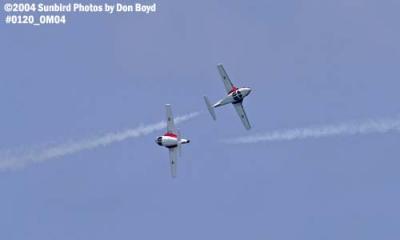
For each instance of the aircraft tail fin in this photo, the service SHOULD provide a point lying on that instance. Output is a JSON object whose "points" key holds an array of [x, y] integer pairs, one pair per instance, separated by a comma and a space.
{"points": [[210, 108], [179, 142]]}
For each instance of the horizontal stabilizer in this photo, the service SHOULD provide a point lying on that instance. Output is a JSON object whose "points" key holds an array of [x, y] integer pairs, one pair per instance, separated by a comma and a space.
{"points": [[210, 108]]}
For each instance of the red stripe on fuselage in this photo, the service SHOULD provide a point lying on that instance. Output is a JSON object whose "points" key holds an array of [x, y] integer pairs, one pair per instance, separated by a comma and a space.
{"points": [[168, 134], [233, 90]]}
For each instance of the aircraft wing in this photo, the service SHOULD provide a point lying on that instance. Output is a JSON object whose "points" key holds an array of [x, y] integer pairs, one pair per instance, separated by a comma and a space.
{"points": [[173, 158], [225, 78], [242, 114], [170, 119]]}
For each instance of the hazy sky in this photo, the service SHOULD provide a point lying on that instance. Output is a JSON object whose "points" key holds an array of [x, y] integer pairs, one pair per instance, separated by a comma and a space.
{"points": [[309, 62]]}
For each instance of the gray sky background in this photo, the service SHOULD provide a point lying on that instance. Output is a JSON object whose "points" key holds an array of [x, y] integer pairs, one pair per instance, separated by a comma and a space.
{"points": [[309, 62]]}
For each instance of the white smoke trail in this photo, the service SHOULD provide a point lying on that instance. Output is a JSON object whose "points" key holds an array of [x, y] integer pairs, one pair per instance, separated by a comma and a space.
{"points": [[17, 159], [353, 128]]}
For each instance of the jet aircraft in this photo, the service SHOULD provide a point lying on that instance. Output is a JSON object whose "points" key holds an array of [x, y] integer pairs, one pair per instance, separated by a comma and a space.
{"points": [[234, 96], [171, 140]]}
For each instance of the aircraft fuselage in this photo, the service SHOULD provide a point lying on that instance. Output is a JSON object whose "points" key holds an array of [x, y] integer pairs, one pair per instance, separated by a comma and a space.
{"points": [[170, 140], [236, 95]]}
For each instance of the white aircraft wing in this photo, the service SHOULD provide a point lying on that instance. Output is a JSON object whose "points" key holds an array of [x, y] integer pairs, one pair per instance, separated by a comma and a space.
{"points": [[225, 78], [170, 119], [242, 114], [173, 158]]}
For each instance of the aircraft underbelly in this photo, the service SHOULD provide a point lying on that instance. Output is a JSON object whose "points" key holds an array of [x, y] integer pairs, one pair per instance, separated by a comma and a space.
{"points": [[169, 142]]}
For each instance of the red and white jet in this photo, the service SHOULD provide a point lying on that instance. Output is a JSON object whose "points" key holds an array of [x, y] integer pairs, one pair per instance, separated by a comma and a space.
{"points": [[235, 96], [171, 140]]}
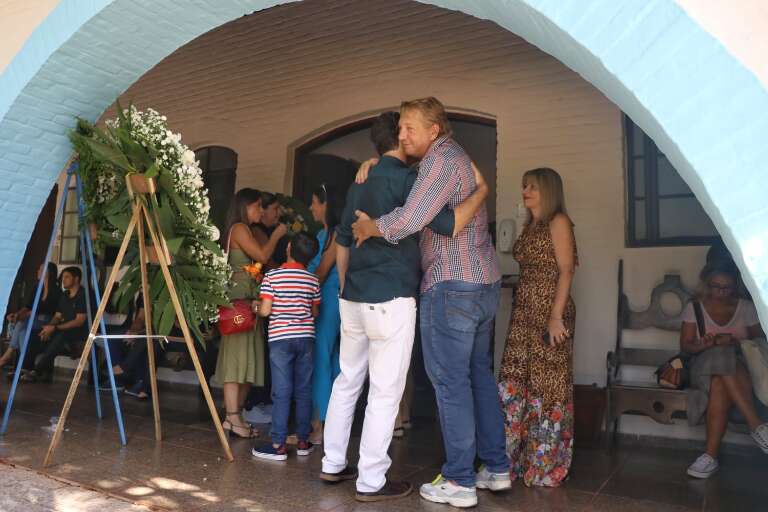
——————
**WHAT IS BEING ASKED**
Write the lines above as a JSON list of strings, one string per line, with blank lines and pictures left out.

**SOLUTION TO THE PROBLEM**
[
  "For each instance of the aircraft tail fin in this photo, the service SHOULD provide a point lying on that instance. Output is a JSON object whose \"points\" key holds an array of [x, y] integer pairs, one pair per instance, separated by a comma and a space.",
  "{\"points\": [[210, 108], [179, 142]]}",
  "For each instance of the horizontal stabilizer in this photo, the service SHOULD provide a point lying on that instance. Output is a JSON object whose \"points\" key holds an array of [x, y] integer pairs, one pair per instance, separated by a comma and a space.",
  "{\"points\": [[210, 108]]}",
  "For each instance of the red stripe on fuselage in this photo, the service SHOULD provide a point lying on that instance. Output is a JSON object whose \"points\" key holds an array of [x, y] integer pairs, one pair per instance, separated by a comma and a space.",
  "{\"points\": [[168, 134], [233, 90]]}",
  "For each instance of the aircraft wing in this photo, the service SHOULD provide a point lying on that instance. Output is a JSON object whose \"points\" key holds an array of [x, y] integer pairs, one pair per instance, separated by a comma and a space.",
  "{\"points\": [[173, 158], [225, 78], [242, 114], [170, 119]]}",
  "For each instance of the hazy sky in this photo, the service SHOULD provide a point lying on that instance. Output is a JSON object whose \"points\" key holds an array of [x, y] integer pairs, one pair per instance, separated by a comma and a space.",
  "{\"points\": [[309, 62]]}",
  "For each instance of the gray sky background in this photo, the service SHOULD provide a point lying on that instance. Output is a JSON object whose \"points\" key holds an array of [x, y] integer pairs, one pair per instance, separated by a comma and a space.",
  "{\"points\": [[309, 62]]}",
  "For each instance of the white smoke trail in this photo, the service SHOULD provide a point lying on that instance. Output is a JSON object whose \"points\" key holds an array of [x, y] integer pairs, one pair per instance, separated by a comma and a space.",
  "{\"points\": [[17, 159], [353, 128]]}",
  "For each instance of the jet aircraft in this photo, the service SHOULD provide a point lying on that instance. Output is a JSON object whose \"points\" key holds an array of [x, y] integer pairs, one pair per instance, separated by a comma and a space.",
  "{\"points\": [[234, 96], [171, 140]]}",
  "For each instance of the aircraft fuselage in this photo, the service SHOULD provide a point lying on that instance. Output is a JSON object whose \"points\" key holds an array of [x, y] integer pairs, one pair per instance, separated by a comma and a space.",
  "{\"points\": [[170, 140], [236, 95]]}",
  "For each instance of the white aircraft wing in this photo, the service SHOULD provide a point lying on that instance. Output is a JSON object whose \"points\" key holds an array of [x, y] integer pairs, one pair per instance, separated by a comma and a space.",
  "{\"points\": [[225, 78], [170, 119], [242, 114], [173, 158]]}",
  "For each instance of the aircraft underbelly in this photo, the service SHOULD provide a point lying on that instance. Output is a JSON object whose \"points\" key holds an array of [x, y] integer pairs, one pair per instance, separated by a comma and a space.",
  "{\"points\": [[169, 142]]}",
  "For each instance of the red and white jet in this photo, the service SHOULD provide a point lying on that instance. Output is a JSON object whose \"points\" key holds an array of [x, y] integer pairs, one pair per instance, separated by a comma and a space.",
  "{\"points\": [[235, 96], [171, 140]]}"
]